Resisting efforts by China to shield itself from international scrutiny, analysis, and reporting is essential to preventing widespread impunity for violations which, in some cases and based on available reporting, may amount to crimes against humanity. This resistance has the greatest, and perhaps only, chance of success when conducted jointly, and when backed by a multi-pronged multilateral and bilateral effort.

We therefore urge you to take advantage of this moment, and the platform of the Human Rights Council, to convey to China the need to open itself to international monitoring and reporting, and the need for rapid and drastic improvement of its human rights performance across all civil, cultural, economic, political, and social rights.

In so doing, you will demonstrate your commitment to supporting the Chinese, Tibetan and Uyghur human rights communities – those most central to sustainable change, and yet those most vulnerable in the struggle for it. You will also send a clear message to the Chinese government that such abuses cannot be tolerated or ignored, and that the international community will defend the universality of human rights.

| Input for this task |
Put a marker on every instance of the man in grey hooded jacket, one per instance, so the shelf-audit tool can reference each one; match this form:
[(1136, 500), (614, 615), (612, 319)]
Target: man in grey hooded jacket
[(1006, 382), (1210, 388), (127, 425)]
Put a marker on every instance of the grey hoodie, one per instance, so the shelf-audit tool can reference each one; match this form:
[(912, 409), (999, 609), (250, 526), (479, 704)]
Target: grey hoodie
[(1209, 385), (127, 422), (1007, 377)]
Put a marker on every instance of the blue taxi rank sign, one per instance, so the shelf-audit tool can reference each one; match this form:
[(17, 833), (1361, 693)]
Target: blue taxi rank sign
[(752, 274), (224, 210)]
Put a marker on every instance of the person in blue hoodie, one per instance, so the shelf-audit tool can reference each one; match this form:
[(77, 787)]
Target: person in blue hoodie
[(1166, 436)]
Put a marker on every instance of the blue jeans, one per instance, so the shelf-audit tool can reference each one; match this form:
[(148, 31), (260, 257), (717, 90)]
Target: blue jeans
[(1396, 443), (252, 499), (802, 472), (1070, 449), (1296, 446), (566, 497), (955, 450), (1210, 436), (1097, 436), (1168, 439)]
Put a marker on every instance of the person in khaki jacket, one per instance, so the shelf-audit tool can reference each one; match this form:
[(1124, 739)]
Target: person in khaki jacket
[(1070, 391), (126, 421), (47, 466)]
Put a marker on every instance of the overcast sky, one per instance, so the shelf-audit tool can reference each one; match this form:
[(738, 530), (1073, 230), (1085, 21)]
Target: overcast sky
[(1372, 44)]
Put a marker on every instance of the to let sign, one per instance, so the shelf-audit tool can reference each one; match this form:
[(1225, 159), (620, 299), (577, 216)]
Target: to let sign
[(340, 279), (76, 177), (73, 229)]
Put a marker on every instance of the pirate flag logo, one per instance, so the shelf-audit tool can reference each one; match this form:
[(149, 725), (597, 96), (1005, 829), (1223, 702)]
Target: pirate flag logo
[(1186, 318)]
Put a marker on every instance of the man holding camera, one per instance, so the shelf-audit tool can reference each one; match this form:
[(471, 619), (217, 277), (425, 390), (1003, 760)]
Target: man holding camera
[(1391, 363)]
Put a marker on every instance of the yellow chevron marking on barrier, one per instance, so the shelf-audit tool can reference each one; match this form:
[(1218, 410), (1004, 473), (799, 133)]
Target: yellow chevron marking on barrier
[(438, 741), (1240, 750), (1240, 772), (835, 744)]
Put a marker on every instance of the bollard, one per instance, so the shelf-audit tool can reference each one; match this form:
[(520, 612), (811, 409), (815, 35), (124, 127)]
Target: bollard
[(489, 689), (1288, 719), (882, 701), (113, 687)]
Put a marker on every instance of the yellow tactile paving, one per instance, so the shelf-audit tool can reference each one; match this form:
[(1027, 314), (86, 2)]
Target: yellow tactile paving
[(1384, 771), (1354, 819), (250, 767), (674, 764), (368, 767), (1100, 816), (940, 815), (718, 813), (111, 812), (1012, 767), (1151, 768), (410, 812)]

| Given exercise 1 |
In the listing, swap "taxi rank sign" for "bus stop sign" from the line with "Put a marker on every instance of the grey" up to and including the line with "[(752, 274), (224, 210)]", changing nothing else. Output only those lines.
| Given exercise 2 |
Proceed with the text on human rights in China from its final sentence.
The listing has no connection to the text on human rights in China.

| Right answer 1 |
Put a marker on every instance of the grey hoodie, one per instance, so the shelf-audit tool can reference each one; match this form:
[(912, 409), (999, 609), (250, 526), (479, 704)]
Target: grey hoodie
[(1209, 385), (127, 422), (1007, 377)]
Put a marker on every instance of the blue bus stop sign, one per instance, so the shelf-audit tool can reference each one; match this form:
[(17, 833), (1361, 693)]
Target: blue bus stop sign
[(752, 274), (224, 210)]

| Right answer 2 |
Please rest assured, your Excellency, of our highest consideration, and our willingness to engage with you on these issues in the days and weeks to come.

Sincerely,

  • Asian Forum for Human Rights and Development (FORUM-ASIA)
  • Asociación Cultural Tibetano-Costarricense
  • China Human Rights Accountability Center
  • China Labour Bulletin
  • Christian Solidarity Worldwide
  • CIVICUS
  • Core Group for the Tibetan Cause
  • Free Tibet
  • Frontline Defenders
  • Grupo de Apoio ao Tibete
  • Human Rights in China
  • Humanitarian China
  • International Campaign for Tibet
  • International Commission of Jurists
  • International Federation for Human Rights (FIDH)
  • International Service for Human Rights
  • International Tibet Network Secretariat
  • Lawyers for Lawyers
  • Lawyer’s Rights Watch Canada
  • LUNGTA – Actief voor Tibet
  • Network of Chinese Human Rights Defenders
  • PEN America
  • Safeguard Defenders
  • Students for a Free Tibet
  • Students for a Free Tibet Denmark
  • Swedish Tibet Kommitten
  • The Rights Practice
  • Tibet House, Moscow
  • Tibet Initiative Deutschland
  • Tibet Justice Center
  • TIBET LIVES
  • TibetMx Querétaro
  • Tibet Society UK
  • Tibet Support Group Netherlands
  • Tibet Watch
  • Tibetan Youth Association Europe
  • Uyghur Human Rights Project
  • West Africa Human Rights Defenders Network (ROADDH)
  • World Organisation Against Torture (OMCT)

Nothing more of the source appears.